— start Text block —

It is also valuable to make note of the survey items with lower means despite the significance and the effect size. Sometimes this effect on the mean can be caused by the response of a few outliers, as demonstrated by the Yes/No frequencies and the frequency of the responses by Likert-type scale values. For example, some students may not have appreciated having their comments added to the display (see Item 2) because they felt belittled when their responses turned out to be associated with unproductive routes or incorrect answers, despite the instructors’ attempt to use them in some way. A classroom culture must be developed by the instructor to help students realize that incorrect answers or unproductive routes are acceptable, helpful, and often necessary in the learning process, especially in mathematics. Students failing to understand this point of conceptual pedagogy may still retain a lower appreciation of their comments being added to the display when they are incorrect.
Additional student comments might be helpful for making interpretations with regard to some of the lower frequencies recorded for the Likert-type item discussing the preference of availability of online inkable notes over printed notes (see Item 5). Several students in the course found that they liked to print the prepared notes before class and interact with the notes in a paper-and-pencil fashion. When approached by the instructor for explanation of this preference students responded in one of two ways, expressing a need to have a hard copy of everything for documentation purposes or not being “good at inking.” Sometimes students have other learning preferences that are higher in status than digital ink technology, and thus, digital ink may not the best medium for learning for all students.

— end Text block —

_Task prompt_:
In the survey discussion on digital ink, what two explanations did students give the instructor for preferring printed notes? The records that follow come from a separate source and are unrelated to the text.

— start Information given —

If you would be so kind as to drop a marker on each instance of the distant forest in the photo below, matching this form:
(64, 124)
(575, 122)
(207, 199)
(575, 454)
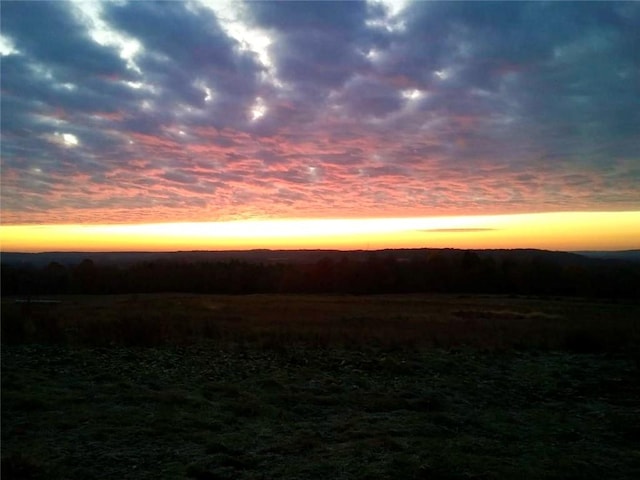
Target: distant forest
(519, 272)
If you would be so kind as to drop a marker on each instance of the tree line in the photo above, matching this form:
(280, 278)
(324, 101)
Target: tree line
(447, 271)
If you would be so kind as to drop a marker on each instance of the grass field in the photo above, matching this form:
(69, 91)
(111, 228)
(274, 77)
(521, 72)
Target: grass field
(305, 387)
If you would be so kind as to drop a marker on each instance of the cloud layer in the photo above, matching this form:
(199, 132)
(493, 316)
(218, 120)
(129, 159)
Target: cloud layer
(188, 111)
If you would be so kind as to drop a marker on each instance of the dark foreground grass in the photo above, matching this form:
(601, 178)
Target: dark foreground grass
(290, 391)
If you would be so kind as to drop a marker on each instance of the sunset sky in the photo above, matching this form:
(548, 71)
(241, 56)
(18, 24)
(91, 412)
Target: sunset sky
(215, 124)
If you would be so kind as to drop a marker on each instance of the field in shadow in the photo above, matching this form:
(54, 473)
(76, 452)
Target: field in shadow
(346, 387)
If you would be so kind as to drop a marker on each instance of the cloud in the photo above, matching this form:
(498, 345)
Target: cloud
(435, 108)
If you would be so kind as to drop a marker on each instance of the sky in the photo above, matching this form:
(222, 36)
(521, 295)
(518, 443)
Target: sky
(451, 123)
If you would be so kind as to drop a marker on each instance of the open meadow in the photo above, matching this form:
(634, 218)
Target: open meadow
(320, 386)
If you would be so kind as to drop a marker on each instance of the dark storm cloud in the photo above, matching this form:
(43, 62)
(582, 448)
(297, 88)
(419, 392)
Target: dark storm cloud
(50, 33)
(444, 107)
(185, 49)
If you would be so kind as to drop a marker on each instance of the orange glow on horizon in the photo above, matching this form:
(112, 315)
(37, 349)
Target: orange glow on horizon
(553, 231)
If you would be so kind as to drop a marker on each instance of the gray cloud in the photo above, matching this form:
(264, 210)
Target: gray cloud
(445, 107)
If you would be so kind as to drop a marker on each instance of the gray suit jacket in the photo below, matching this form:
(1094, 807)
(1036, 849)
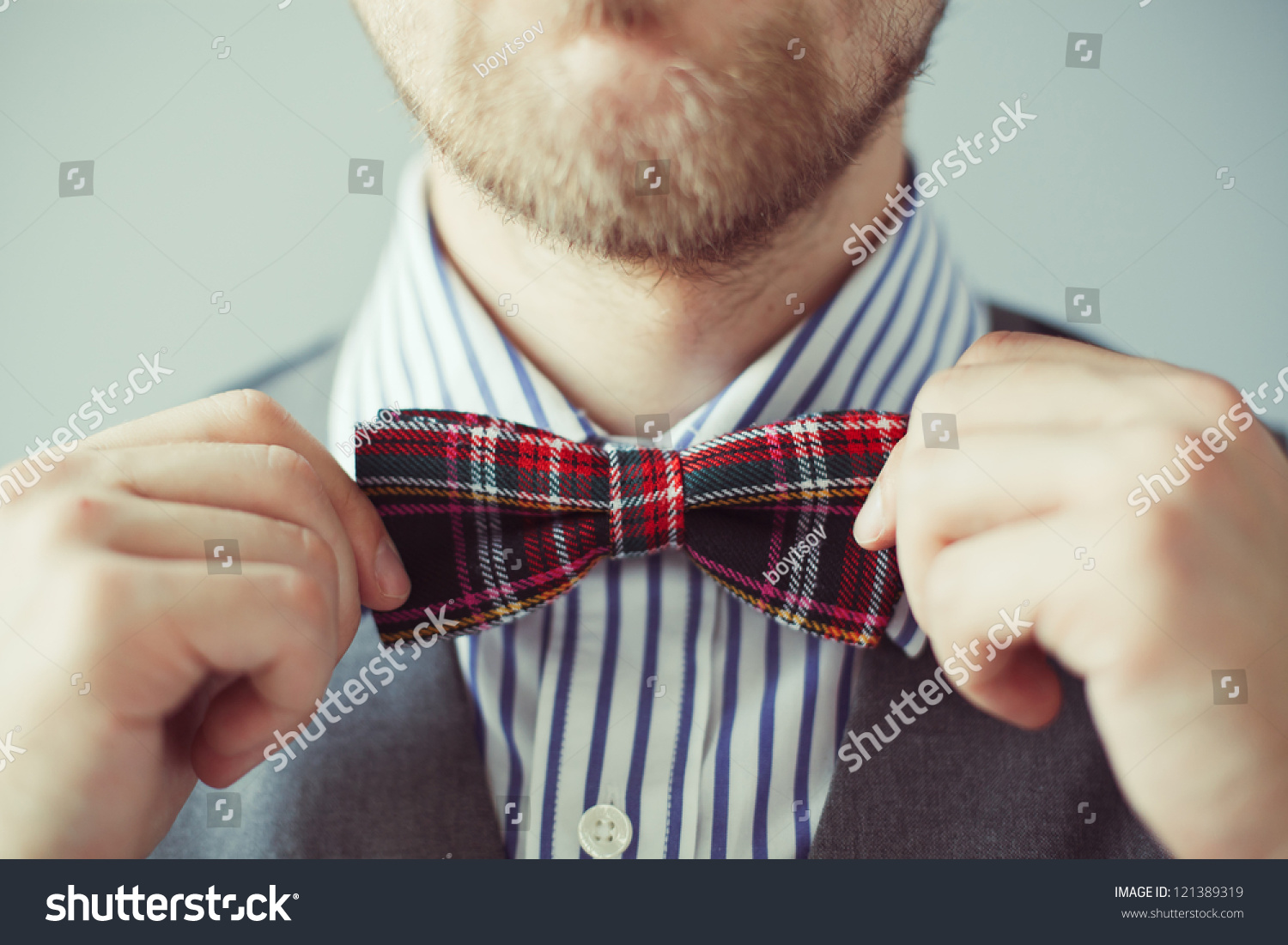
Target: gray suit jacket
(404, 779)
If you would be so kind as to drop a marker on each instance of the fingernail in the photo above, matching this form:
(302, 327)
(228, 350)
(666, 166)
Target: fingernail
(391, 573)
(867, 527)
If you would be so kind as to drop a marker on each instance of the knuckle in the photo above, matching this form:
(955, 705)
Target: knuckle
(1212, 394)
(933, 391)
(102, 589)
(74, 518)
(295, 469)
(317, 553)
(254, 407)
(987, 345)
(307, 597)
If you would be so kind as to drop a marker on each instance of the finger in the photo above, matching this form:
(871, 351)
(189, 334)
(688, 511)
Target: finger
(996, 479)
(1012, 347)
(1066, 396)
(249, 416)
(979, 605)
(156, 528)
(270, 482)
(875, 524)
(170, 627)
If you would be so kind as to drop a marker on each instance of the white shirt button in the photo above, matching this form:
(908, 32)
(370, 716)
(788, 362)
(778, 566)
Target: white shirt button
(605, 832)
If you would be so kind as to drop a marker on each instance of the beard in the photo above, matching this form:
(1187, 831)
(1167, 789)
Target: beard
(750, 133)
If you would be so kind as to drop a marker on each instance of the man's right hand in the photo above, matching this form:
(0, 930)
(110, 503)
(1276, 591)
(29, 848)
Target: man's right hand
(103, 573)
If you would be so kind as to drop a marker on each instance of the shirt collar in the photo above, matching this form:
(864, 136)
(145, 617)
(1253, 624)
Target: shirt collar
(422, 340)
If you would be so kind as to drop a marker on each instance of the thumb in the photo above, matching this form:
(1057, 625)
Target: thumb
(875, 525)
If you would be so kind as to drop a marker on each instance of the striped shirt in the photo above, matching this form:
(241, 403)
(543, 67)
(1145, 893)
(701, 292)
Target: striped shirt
(648, 687)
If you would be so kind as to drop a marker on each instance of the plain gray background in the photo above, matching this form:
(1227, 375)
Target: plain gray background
(229, 174)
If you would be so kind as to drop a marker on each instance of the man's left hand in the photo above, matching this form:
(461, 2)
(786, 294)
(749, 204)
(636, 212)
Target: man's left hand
(1143, 600)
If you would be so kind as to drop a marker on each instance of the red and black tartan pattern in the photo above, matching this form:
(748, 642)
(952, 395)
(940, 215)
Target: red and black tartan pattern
(494, 519)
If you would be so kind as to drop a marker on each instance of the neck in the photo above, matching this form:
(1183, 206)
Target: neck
(620, 344)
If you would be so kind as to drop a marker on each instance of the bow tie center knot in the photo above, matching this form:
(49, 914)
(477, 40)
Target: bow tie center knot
(646, 491)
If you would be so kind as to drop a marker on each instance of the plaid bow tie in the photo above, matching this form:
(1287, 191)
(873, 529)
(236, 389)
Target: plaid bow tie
(494, 519)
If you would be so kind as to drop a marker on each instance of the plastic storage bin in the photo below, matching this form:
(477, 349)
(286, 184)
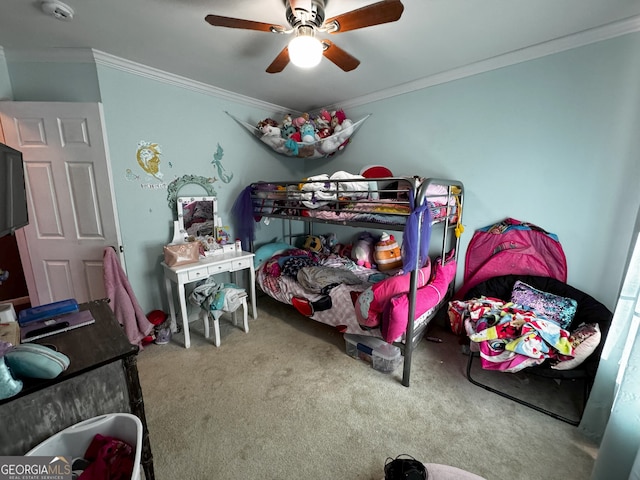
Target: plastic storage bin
(382, 356)
(73, 441)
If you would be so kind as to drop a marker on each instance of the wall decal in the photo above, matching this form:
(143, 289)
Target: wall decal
(148, 156)
(217, 162)
(132, 177)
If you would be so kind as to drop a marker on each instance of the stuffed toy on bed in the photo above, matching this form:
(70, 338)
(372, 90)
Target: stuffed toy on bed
(387, 253)
(362, 251)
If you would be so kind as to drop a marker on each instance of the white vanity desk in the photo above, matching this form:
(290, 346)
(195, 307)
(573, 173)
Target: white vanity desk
(193, 272)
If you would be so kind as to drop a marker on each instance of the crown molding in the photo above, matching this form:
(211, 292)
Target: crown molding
(128, 66)
(568, 42)
(86, 55)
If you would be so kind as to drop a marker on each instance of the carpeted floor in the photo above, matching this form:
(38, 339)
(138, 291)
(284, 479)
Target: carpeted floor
(284, 401)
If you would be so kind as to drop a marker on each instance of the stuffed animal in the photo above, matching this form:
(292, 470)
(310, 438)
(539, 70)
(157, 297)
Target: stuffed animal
(267, 129)
(320, 243)
(362, 251)
(313, 243)
(301, 120)
(308, 133)
(387, 253)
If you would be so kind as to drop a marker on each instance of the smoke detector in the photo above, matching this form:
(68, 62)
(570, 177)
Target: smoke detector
(57, 9)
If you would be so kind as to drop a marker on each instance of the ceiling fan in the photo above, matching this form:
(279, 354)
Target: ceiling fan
(306, 19)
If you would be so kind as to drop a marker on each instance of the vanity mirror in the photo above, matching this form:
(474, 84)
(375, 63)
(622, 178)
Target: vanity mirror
(197, 216)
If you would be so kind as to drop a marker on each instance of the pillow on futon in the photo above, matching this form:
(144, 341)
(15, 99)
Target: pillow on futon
(584, 339)
(560, 310)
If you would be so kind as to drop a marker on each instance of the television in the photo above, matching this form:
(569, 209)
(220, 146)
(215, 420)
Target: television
(13, 194)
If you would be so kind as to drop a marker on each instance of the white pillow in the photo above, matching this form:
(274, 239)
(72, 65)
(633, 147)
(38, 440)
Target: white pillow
(585, 339)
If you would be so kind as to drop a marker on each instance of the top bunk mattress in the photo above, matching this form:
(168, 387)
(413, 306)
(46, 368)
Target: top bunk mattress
(343, 198)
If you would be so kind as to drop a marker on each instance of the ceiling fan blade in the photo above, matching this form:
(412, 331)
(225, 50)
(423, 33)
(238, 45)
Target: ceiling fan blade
(338, 56)
(374, 14)
(281, 61)
(218, 21)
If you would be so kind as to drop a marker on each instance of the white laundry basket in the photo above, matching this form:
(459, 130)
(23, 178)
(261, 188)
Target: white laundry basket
(73, 441)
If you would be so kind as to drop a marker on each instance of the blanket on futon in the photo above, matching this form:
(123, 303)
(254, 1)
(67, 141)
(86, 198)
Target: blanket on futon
(511, 337)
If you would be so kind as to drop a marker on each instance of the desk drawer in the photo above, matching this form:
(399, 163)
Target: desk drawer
(219, 267)
(197, 274)
(241, 264)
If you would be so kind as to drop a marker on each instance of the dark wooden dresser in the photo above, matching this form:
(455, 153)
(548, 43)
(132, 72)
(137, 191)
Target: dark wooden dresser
(102, 378)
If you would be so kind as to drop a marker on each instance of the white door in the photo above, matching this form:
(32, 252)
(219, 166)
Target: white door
(72, 216)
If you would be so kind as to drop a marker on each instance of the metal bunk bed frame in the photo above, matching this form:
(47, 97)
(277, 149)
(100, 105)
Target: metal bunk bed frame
(419, 186)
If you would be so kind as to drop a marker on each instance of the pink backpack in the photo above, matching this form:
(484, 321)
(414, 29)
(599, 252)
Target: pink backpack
(512, 247)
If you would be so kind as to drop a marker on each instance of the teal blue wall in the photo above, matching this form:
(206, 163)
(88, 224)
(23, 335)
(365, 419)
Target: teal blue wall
(55, 81)
(188, 125)
(553, 141)
(5, 82)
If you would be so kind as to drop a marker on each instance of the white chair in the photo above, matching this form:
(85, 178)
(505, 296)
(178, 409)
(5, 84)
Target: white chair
(216, 322)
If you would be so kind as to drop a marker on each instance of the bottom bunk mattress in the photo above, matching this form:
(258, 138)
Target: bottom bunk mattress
(336, 291)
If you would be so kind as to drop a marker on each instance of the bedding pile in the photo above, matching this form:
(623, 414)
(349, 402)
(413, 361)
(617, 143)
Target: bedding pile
(511, 337)
(335, 290)
(529, 329)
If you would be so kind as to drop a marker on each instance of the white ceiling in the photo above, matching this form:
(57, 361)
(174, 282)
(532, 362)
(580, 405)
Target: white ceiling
(432, 37)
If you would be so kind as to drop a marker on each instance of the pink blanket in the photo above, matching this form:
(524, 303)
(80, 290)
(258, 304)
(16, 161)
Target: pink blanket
(124, 304)
(396, 316)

— end Information given —

_Expected answer_:
They needed a hard copy of everything for documentation purposes, or they were not "good at inking."